#### PROVIDED TEXT

It’s beyond doubt that all beings reflect the endless Power and Knowledge of their Creator. This fact is expressed in many verses of the Qur’an, constantly emphasizing that everything created by Allah is actually an evidence of belief and a lesson for admonition.

The 17th verse of the Chapter Al-Gashiyah, which is “Do they not look at the Camels, how they are made?”, mentions an animal that has to be carefully examined and thought about: This is the ‘camel’. In this article, we will study this animal on which the Qur’an invites us to ponder about.

The exclusively specific characteristic of the camel is its body structure, which is not effected even in the most severe circumstances. Its body has such features that for many days, it can survive without water and food and can even travel with a bulk of hundreds of kilograms on its back. Many characteristics of the camel constitute evidence that this animal is created particularly for the dry climate conditions, and put into service for the comfort of man. In the Qur’an, it is stated; “Verily, in the alternation of the night and the day, and in all that Allah hath created, in the heavens and the earth, are signs for those who fear Him.” [Al-Qur’an 10:6]

The camel is specially designed for the conditions of the desert. As a matter of fact, each part of the animal’s body has to be investigated in order to understand how it is “made” by Allah.

Feet for all types of land; its feet are donated with two toes connected to each other with a flexible cushion. This structure which enables it to firmly grasp the land is consisted of four fat-balls. These feet are totally proper for all kinds of land conditions. Its nails protect the foot against any potential damages that may occur as a result of blows. Knees are covered with a structure called “callus”, which is composed of skin as hard and thick as horn. When the animal lays down on the hot sands, this calloused structure protects the animal from being defected by the extremely hot sand.

The hump as a food stock; the hump of the camel forms is a mass of fats, and provides nutriment to the animal periodically in times of starvation. With this system, this animal can live 3 weeks without water, whilst it looses 33% of its weight. Under the same severe circumstances, a human being would loose 8% of his weight, but die within 36 hours. Since, he would completely lose the water in his body.

########

TASK INSTRUCTIONS:
#1 Copy out the part of the camel article from "The camel is specially" to "extremely hot sand.".
#2 Answer these questions using the camel article.
(a) Which verse of the Chapter Al-Gashiyah mentions the camel?
(b) How many fat-balls make up the structure of the camel's feet?
(c) How long can a camel live without water?

#### EXCERPTED RECORDS

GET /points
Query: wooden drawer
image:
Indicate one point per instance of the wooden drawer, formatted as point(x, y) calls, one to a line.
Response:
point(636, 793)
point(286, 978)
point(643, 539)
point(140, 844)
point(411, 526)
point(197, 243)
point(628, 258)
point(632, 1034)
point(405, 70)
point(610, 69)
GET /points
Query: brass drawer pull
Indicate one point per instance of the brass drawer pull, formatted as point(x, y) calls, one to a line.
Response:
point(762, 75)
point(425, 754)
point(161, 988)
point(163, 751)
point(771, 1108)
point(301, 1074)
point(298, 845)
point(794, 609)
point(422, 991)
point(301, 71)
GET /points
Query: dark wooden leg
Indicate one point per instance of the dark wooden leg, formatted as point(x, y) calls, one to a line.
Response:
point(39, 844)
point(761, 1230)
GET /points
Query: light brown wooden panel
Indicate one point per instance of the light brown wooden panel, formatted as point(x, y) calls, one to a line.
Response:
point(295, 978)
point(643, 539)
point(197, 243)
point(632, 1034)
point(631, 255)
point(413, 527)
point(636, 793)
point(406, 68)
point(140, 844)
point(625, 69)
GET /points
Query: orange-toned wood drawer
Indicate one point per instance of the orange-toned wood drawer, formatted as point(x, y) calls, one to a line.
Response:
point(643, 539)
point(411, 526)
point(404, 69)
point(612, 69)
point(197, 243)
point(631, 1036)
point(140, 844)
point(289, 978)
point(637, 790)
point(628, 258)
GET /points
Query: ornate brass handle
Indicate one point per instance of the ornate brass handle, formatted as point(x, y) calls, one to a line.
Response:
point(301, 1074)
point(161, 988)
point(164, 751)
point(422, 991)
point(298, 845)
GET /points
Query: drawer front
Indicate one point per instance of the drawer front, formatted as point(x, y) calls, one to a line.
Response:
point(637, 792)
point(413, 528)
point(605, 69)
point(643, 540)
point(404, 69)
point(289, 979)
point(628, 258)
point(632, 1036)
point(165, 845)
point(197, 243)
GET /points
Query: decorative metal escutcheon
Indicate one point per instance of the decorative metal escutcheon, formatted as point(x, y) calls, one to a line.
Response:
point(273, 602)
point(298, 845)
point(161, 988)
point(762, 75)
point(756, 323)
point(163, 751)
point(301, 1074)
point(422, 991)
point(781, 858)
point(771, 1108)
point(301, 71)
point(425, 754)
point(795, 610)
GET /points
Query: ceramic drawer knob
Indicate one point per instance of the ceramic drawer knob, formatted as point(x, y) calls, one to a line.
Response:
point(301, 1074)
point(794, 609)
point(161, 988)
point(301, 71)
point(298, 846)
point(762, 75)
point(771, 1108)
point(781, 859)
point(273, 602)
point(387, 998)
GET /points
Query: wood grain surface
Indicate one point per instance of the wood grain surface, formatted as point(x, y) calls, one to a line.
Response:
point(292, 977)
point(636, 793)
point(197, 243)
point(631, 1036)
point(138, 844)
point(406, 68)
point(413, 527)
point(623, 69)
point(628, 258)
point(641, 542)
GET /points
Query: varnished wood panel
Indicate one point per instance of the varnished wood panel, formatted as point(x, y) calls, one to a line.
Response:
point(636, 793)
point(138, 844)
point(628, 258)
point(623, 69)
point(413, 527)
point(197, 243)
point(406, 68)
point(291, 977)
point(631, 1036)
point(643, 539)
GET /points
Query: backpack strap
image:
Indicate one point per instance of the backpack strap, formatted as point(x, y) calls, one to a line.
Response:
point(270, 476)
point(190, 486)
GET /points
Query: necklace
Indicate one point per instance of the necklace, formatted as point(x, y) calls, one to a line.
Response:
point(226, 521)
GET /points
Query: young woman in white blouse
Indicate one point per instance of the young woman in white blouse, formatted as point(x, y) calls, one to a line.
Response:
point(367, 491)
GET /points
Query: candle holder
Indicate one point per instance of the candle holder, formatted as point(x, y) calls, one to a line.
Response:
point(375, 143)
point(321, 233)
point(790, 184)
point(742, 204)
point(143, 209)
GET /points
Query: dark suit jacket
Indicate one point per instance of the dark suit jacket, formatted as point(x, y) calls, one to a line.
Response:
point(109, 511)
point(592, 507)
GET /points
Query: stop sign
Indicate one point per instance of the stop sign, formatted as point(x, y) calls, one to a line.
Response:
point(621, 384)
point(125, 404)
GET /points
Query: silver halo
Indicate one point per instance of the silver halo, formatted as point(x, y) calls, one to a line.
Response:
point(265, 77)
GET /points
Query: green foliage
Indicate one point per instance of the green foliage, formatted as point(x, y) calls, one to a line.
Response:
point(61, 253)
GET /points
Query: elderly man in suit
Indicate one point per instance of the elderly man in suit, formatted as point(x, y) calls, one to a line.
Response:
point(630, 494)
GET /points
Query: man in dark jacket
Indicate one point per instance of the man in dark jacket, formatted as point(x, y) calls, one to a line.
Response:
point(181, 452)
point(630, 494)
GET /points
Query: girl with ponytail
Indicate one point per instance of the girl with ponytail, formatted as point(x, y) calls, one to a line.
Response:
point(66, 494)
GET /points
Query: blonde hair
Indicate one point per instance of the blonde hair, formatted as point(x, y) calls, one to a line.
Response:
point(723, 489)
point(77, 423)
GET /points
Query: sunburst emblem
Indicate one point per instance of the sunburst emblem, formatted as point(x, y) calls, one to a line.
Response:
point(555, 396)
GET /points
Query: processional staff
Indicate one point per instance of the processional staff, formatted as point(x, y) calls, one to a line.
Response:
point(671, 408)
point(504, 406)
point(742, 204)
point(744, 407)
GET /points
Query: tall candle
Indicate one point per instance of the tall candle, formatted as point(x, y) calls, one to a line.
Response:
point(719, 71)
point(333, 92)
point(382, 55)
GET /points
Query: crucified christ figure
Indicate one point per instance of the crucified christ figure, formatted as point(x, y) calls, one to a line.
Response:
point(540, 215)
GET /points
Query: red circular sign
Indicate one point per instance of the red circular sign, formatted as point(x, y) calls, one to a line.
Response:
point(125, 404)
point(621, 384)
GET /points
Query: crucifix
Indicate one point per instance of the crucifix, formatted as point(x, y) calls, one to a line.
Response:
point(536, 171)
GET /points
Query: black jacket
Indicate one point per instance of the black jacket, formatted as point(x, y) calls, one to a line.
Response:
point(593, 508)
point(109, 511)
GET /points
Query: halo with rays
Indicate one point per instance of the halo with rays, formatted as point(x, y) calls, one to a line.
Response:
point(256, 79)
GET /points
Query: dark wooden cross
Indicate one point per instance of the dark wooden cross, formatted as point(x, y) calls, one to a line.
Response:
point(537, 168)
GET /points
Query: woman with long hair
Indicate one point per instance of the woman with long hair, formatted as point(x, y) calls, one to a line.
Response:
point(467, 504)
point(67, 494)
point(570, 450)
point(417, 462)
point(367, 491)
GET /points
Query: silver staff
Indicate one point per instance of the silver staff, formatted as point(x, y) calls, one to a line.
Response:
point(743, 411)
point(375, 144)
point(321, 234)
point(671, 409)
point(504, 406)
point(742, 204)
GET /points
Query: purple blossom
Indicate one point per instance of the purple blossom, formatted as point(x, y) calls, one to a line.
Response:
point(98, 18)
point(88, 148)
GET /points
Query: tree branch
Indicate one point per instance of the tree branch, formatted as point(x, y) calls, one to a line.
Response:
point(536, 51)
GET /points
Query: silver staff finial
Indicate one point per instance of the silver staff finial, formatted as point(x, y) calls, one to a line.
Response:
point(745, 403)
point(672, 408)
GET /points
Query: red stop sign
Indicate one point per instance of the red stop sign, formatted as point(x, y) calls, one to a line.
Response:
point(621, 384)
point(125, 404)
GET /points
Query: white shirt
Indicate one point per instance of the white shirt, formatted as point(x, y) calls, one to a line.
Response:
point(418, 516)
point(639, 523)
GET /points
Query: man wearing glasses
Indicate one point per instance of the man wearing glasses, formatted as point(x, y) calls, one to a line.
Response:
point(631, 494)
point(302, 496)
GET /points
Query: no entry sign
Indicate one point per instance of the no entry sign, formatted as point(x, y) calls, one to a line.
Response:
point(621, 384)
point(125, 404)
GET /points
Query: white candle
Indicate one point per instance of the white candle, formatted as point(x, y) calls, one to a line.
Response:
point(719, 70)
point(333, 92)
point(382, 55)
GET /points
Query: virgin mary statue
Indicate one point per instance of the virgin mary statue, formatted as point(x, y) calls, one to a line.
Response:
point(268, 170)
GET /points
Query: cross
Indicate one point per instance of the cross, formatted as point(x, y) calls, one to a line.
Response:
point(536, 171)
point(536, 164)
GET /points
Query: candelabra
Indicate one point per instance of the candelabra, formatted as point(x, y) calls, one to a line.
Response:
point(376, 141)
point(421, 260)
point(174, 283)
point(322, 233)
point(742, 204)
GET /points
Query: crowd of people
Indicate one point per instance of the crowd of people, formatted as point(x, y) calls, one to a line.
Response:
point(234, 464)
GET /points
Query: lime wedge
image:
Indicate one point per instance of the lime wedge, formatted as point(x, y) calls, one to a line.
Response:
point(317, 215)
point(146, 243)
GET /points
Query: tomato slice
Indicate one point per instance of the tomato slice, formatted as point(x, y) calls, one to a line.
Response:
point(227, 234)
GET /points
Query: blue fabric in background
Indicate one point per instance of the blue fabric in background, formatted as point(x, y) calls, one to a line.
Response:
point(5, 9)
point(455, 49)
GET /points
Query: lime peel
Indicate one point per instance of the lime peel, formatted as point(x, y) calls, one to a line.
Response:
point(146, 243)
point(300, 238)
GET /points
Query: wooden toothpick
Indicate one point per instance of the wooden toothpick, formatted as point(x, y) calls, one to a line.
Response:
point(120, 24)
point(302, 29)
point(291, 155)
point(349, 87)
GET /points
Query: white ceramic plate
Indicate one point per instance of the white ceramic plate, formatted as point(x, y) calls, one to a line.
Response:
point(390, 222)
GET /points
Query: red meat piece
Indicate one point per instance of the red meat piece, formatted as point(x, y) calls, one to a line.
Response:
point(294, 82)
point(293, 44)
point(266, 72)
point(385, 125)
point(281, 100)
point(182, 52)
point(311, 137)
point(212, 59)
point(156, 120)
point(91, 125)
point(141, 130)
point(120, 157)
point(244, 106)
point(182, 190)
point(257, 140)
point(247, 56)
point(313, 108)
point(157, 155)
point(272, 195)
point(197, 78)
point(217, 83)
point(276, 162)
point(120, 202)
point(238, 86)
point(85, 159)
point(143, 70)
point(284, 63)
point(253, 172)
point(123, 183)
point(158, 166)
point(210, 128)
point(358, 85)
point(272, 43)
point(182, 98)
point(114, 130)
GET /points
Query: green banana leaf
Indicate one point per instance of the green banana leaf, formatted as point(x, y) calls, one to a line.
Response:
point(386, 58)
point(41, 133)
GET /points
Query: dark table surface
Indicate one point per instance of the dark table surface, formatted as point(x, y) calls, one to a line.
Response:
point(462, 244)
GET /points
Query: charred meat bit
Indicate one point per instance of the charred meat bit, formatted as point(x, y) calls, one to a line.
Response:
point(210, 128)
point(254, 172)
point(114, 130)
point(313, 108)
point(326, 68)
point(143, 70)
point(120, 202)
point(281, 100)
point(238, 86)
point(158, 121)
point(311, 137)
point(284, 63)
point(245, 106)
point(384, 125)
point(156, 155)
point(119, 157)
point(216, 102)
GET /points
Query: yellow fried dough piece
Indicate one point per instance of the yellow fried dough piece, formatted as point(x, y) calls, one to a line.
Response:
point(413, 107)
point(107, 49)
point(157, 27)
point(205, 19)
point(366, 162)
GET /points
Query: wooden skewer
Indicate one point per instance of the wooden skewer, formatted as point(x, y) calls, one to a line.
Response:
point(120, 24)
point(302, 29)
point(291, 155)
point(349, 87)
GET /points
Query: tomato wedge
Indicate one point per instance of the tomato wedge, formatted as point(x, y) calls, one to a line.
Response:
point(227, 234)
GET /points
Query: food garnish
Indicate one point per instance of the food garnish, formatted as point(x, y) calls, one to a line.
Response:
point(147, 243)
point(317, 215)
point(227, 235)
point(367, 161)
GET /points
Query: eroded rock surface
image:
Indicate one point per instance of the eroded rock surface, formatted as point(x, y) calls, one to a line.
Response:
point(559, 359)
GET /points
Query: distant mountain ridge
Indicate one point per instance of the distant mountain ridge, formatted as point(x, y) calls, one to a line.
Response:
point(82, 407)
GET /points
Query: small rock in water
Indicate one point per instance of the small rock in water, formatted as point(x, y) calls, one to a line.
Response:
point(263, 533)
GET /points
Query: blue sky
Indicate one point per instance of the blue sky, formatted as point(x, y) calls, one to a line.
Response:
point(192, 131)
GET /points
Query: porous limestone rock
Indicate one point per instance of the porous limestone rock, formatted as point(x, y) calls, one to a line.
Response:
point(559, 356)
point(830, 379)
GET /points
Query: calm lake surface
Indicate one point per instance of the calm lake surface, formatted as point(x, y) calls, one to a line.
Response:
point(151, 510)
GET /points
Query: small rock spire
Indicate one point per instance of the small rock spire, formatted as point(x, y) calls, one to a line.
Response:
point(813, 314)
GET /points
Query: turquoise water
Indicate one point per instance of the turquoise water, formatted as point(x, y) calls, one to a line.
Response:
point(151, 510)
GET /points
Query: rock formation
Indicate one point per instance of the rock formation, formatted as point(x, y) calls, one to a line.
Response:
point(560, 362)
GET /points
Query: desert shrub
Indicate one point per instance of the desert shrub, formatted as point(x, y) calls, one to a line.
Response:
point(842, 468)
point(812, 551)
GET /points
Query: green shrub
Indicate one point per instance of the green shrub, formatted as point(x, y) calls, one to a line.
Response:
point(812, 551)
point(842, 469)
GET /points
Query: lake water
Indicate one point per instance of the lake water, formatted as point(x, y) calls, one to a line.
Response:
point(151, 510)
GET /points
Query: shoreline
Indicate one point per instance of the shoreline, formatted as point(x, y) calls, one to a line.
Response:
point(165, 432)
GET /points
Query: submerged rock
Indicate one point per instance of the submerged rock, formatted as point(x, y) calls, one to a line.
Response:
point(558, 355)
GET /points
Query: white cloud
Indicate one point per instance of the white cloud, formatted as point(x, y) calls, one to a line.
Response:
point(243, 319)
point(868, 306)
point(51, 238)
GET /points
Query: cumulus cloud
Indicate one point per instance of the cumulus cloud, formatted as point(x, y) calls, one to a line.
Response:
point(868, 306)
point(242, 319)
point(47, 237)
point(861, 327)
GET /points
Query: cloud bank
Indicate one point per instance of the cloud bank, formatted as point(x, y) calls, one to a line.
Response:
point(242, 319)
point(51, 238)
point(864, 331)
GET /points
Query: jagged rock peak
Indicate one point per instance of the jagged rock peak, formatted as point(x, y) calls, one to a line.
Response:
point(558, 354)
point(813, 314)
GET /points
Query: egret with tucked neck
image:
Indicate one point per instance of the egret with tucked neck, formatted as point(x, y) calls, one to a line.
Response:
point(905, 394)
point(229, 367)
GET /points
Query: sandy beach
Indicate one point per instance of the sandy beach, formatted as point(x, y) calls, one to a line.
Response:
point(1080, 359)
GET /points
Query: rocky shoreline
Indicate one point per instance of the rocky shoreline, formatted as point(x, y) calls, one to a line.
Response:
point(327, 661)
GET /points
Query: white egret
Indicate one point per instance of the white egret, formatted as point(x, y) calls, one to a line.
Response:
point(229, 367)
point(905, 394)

########

EXERCISE SOLUTIONS:
#1
The camel is specially designed for the conditions of the desert. As a matter of fact, each part of the animal’s body has to be investigated in order to understand how it is “made” by Allah.

Feet for all types of land; its feet are donated with two toes connected to each other with a flexible cushion. This structure which enables it to firmly grasp the land is consisted of four fat-balls. These feet are totally proper for all kinds of land conditions. Its nails protect the foot against any potential damages that may occur as a result of blows. Knees are covered with a structure called “callus”, which is composed of skin as hard and thick as horn. When the animal lays down on the hot sands, this calloused structure protects the animal from being defected by the extremely hot sand.

#2
(a) The 17th verse
(b) Four
(c) 3 weeks